Substitute "image" for "photo" throughout the listing, starting at its first line and ending at the line that contains "x=424, y=256", and leave everything else unchanged. Give only those lines, without the pictures.

+++ MATERIAL PROVIDED +++

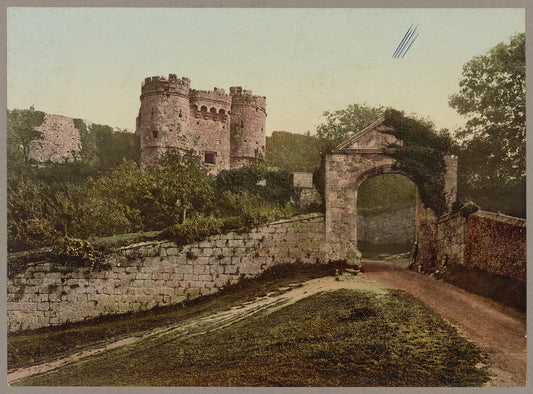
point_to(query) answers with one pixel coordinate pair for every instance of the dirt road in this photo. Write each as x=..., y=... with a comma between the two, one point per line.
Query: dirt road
x=499, y=331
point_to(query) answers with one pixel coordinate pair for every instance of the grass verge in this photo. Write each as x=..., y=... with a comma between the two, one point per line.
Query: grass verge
x=45, y=344
x=339, y=338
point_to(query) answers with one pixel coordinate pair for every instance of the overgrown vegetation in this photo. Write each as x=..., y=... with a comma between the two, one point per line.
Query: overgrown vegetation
x=293, y=152
x=106, y=194
x=340, y=338
x=44, y=344
x=492, y=155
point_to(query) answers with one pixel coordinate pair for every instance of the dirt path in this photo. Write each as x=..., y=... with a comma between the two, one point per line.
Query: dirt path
x=499, y=331
x=197, y=326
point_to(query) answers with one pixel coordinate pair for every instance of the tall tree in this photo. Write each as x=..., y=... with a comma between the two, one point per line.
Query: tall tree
x=492, y=96
x=342, y=124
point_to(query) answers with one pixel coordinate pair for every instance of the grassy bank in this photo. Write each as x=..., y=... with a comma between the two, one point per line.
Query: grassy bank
x=45, y=344
x=340, y=338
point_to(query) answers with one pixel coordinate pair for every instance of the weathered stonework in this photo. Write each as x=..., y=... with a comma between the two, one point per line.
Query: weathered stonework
x=348, y=166
x=60, y=142
x=151, y=274
x=224, y=130
x=487, y=241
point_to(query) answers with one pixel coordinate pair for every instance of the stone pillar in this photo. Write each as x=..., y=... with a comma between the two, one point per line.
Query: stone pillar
x=341, y=211
x=424, y=256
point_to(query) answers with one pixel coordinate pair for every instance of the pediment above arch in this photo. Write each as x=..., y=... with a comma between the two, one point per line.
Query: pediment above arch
x=374, y=137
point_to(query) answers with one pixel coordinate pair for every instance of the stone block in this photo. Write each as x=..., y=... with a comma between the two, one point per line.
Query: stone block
x=172, y=251
x=236, y=243
x=201, y=269
x=221, y=243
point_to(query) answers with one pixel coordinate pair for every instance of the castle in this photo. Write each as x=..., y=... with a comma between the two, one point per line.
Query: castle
x=224, y=130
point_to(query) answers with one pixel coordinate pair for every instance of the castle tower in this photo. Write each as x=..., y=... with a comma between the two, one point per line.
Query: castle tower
x=163, y=118
x=209, y=125
x=223, y=130
x=248, y=118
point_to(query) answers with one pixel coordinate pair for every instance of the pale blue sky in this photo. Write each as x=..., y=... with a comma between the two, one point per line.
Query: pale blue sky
x=89, y=62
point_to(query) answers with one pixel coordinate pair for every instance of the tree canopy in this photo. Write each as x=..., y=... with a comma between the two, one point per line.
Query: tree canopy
x=493, y=152
x=343, y=123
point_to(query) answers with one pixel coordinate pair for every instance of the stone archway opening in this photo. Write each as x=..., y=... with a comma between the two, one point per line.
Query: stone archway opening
x=347, y=167
x=386, y=218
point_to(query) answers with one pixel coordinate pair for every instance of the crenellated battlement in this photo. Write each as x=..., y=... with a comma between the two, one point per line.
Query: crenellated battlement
x=160, y=84
x=216, y=97
x=240, y=96
x=224, y=130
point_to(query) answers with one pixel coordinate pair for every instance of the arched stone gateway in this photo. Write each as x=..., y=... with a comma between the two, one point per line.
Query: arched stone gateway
x=348, y=166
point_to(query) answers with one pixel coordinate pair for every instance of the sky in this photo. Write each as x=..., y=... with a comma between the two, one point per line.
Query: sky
x=89, y=63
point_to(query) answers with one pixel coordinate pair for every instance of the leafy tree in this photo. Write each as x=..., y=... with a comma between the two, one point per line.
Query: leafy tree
x=293, y=152
x=177, y=187
x=342, y=124
x=493, y=151
x=21, y=131
x=422, y=155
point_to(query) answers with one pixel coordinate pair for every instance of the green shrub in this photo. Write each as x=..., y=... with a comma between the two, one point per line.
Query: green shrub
x=196, y=229
x=77, y=252
x=31, y=234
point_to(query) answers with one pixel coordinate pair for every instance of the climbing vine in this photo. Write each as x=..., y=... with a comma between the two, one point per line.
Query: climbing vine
x=421, y=157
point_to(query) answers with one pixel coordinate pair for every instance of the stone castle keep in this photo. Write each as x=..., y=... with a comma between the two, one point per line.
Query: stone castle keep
x=224, y=130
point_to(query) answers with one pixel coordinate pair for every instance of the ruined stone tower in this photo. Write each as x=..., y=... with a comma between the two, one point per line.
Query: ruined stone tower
x=225, y=131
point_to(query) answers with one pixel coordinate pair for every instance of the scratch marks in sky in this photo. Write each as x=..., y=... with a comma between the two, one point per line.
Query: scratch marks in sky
x=408, y=39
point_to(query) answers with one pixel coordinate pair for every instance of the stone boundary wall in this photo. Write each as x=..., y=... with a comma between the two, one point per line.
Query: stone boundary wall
x=488, y=241
x=451, y=238
x=151, y=274
x=497, y=243
x=389, y=227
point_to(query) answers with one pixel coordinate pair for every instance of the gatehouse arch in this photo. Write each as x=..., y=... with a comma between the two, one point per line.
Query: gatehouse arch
x=348, y=166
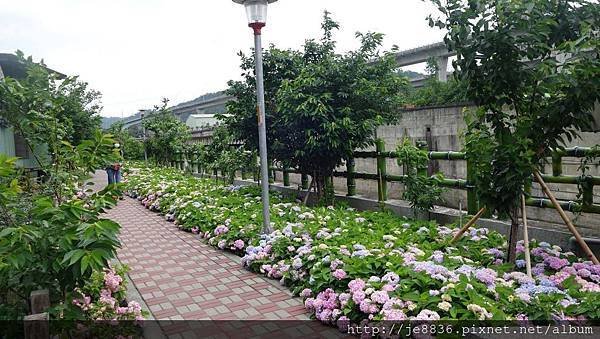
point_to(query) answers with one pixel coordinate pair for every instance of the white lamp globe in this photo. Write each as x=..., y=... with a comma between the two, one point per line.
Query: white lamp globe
x=256, y=10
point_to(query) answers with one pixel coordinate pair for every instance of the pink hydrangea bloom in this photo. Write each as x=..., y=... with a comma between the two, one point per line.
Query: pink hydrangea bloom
x=239, y=244
x=358, y=297
x=356, y=285
x=339, y=274
x=306, y=293
x=427, y=315
x=380, y=297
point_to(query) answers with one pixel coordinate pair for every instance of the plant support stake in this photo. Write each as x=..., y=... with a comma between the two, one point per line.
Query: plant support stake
x=566, y=219
x=468, y=225
x=526, y=236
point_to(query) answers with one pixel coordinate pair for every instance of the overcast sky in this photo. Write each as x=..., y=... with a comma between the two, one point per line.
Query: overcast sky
x=137, y=51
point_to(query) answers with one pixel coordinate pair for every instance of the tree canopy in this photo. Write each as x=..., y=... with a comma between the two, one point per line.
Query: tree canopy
x=532, y=69
x=320, y=105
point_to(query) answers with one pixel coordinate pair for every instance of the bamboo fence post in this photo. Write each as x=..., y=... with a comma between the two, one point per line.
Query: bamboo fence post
x=312, y=182
x=381, y=171
x=526, y=236
x=304, y=181
x=468, y=225
x=286, y=177
x=350, y=181
x=471, y=197
x=566, y=219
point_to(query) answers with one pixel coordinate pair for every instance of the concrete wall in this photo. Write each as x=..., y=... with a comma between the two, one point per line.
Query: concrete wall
x=442, y=128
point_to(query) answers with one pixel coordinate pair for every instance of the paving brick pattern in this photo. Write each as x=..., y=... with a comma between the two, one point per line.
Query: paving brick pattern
x=180, y=277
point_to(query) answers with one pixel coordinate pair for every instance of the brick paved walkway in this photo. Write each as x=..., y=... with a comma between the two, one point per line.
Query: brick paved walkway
x=180, y=277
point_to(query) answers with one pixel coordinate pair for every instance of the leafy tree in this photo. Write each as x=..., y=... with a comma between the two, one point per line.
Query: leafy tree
x=421, y=190
x=80, y=109
x=241, y=122
x=51, y=233
x=532, y=68
x=133, y=149
x=167, y=134
x=34, y=107
x=223, y=153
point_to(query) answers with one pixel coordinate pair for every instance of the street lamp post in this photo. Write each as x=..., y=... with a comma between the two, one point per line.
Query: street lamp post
x=144, y=137
x=256, y=11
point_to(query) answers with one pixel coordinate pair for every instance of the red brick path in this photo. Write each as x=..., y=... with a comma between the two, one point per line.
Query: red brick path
x=180, y=277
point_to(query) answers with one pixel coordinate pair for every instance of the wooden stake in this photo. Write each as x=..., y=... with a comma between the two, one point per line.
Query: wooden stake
x=526, y=236
x=566, y=219
x=312, y=182
x=468, y=225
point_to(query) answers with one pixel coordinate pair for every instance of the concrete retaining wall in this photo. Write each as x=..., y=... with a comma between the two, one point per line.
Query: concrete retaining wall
x=442, y=128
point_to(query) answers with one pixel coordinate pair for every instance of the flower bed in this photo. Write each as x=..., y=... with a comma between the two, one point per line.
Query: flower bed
x=355, y=266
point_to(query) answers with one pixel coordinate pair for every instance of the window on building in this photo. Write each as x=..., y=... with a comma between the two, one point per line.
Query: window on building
x=21, y=150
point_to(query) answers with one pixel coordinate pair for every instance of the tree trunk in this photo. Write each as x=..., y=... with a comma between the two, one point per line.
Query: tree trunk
x=513, y=237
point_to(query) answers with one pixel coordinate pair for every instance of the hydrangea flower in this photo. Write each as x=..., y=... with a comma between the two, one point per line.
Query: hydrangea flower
x=339, y=274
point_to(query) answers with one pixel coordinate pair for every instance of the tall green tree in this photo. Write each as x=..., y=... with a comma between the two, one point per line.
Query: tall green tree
x=532, y=68
x=167, y=134
x=133, y=149
x=52, y=235
x=321, y=105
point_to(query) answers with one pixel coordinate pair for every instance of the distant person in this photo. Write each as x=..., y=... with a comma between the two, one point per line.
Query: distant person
x=114, y=171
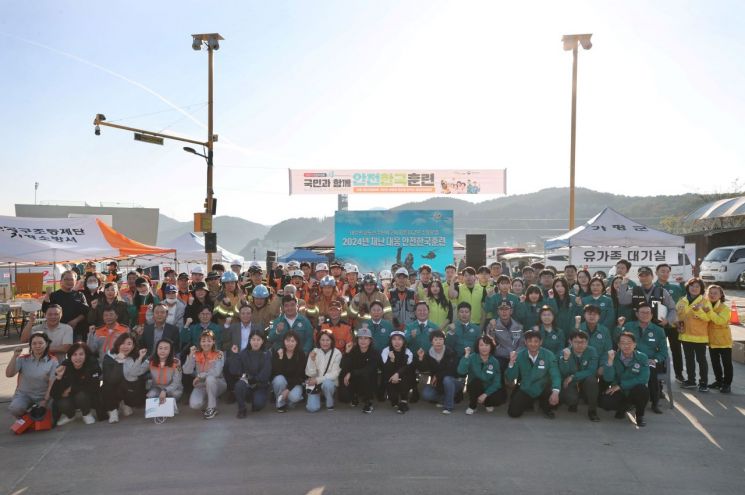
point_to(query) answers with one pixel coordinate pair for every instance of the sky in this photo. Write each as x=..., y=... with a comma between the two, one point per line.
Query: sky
x=366, y=84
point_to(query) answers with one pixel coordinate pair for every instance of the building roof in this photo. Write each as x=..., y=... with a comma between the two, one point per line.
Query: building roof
x=722, y=208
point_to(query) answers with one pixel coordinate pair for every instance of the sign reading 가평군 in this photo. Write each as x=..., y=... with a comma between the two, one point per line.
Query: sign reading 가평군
x=374, y=240
x=398, y=181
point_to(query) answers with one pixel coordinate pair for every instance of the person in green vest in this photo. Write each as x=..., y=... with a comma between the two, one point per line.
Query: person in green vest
x=484, y=378
x=425, y=280
x=676, y=291
x=578, y=365
x=191, y=335
x=451, y=281
x=492, y=301
x=472, y=293
x=564, y=304
x=598, y=298
x=628, y=374
x=517, y=287
x=582, y=287
x=622, y=310
x=379, y=327
x=554, y=339
x=417, y=337
x=545, y=282
x=537, y=374
x=650, y=340
x=291, y=319
x=417, y=332
x=484, y=278
x=381, y=330
x=462, y=333
x=528, y=310
x=440, y=308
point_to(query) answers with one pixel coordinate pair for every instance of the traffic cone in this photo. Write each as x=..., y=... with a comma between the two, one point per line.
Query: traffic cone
x=734, y=318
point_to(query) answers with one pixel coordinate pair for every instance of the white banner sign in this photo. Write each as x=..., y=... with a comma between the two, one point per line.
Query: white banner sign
x=638, y=256
x=460, y=181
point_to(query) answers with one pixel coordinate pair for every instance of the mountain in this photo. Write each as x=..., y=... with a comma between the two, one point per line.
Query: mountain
x=232, y=232
x=511, y=220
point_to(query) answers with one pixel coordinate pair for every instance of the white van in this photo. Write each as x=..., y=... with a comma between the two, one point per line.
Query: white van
x=724, y=265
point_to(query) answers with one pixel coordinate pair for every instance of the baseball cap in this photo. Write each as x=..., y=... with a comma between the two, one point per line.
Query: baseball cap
x=201, y=285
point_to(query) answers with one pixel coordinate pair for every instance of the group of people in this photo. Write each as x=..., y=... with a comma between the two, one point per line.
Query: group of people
x=327, y=333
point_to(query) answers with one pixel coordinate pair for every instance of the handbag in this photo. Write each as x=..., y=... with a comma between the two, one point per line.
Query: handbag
x=154, y=409
x=317, y=388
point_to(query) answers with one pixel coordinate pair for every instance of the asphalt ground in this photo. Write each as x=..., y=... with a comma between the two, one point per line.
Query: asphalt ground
x=696, y=448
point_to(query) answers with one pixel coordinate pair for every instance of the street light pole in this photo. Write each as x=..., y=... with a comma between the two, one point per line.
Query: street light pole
x=574, y=137
x=210, y=147
x=212, y=40
x=572, y=42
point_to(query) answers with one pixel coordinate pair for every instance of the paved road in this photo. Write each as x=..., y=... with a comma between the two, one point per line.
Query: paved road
x=697, y=448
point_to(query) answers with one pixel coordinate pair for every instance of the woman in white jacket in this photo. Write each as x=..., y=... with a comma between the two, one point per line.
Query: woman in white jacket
x=209, y=383
x=123, y=386
x=323, y=372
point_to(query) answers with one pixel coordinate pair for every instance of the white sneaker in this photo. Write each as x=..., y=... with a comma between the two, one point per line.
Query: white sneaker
x=64, y=420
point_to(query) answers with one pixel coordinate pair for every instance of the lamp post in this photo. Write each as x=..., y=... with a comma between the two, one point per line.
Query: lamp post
x=572, y=42
x=212, y=42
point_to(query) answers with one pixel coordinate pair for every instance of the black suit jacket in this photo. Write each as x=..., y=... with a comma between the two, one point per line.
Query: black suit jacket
x=170, y=332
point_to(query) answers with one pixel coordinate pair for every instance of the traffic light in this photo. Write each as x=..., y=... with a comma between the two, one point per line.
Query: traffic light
x=210, y=242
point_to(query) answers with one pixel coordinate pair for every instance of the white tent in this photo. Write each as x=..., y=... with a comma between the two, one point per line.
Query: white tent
x=610, y=229
x=190, y=249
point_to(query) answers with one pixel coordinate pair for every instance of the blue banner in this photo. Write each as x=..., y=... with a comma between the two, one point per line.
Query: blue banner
x=375, y=240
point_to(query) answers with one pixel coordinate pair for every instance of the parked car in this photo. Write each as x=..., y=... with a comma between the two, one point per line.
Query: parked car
x=724, y=265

+++

> OUTPUT OF THE TASK:
point_to(query) answers with one pixel coordinate pair for every instance of the dirt road in this image. Write each as x=..., y=... with a comma between the two, one point per line.
Query: dirt road
x=499, y=331
point_to(query) answers with one pixel coordinate pair for every instance of the grass verge in this image. Write each as x=..., y=... with a comma between the two, one point per line.
Query: grass verge
x=45, y=344
x=339, y=338
point_to(query) answers with one pixel coordinate pair for every instance of the overgrown vegetation in this image. Write each as x=..., y=... with a comma between the two, one point per line.
Query: overgrown vegetation
x=293, y=152
x=106, y=194
x=340, y=338
x=44, y=344
x=492, y=155
point_to(query) answers with one pixel coordinate pair for every instance of the dirt path in this image. Write each as x=..., y=... with a comma between the two, one point per line.
Query: dirt path
x=499, y=331
x=197, y=326
point_to(query) answers with one pixel coordinate pair for every instance of the tall tree in this image. Write each as x=..., y=... with a comma between the two, one point per line.
Query: tall tree
x=492, y=96
x=342, y=124
point_to(query) answers with one pixel coordinate pair for every instance of the grassy bank in this image. Write each as x=..., y=... with a comma between the two, one point per line.
Query: grassy bank
x=45, y=344
x=340, y=338
point_to(query) answers with one pixel coordinate pair for every instance of the weathered stonework in this image. Write each as x=..., y=... with a comma between the two, one point per line.
Query: weathered stonework
x=348, y=166
x=60, y=142
x=151, y=274
x=224, y=130
x=487, y=241
point_to(query) answers with one pixel coordinate pair for every instance of the stone pillar in this image. Write each as x=..., y=... with a comma between the two, one point per line.
Query: stone pillar
x=341, y=211
x=424, y=256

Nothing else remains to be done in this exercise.